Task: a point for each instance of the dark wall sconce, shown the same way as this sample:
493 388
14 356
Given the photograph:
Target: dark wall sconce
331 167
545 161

## WHAT IS NEEDED
List every line in the records above that contains the string "dark", copying each such line in full.

## THE RESPONSE
Task: a point for each instance of the dark wall sconce, shown the same way as this sample:
Target: dark wall sconce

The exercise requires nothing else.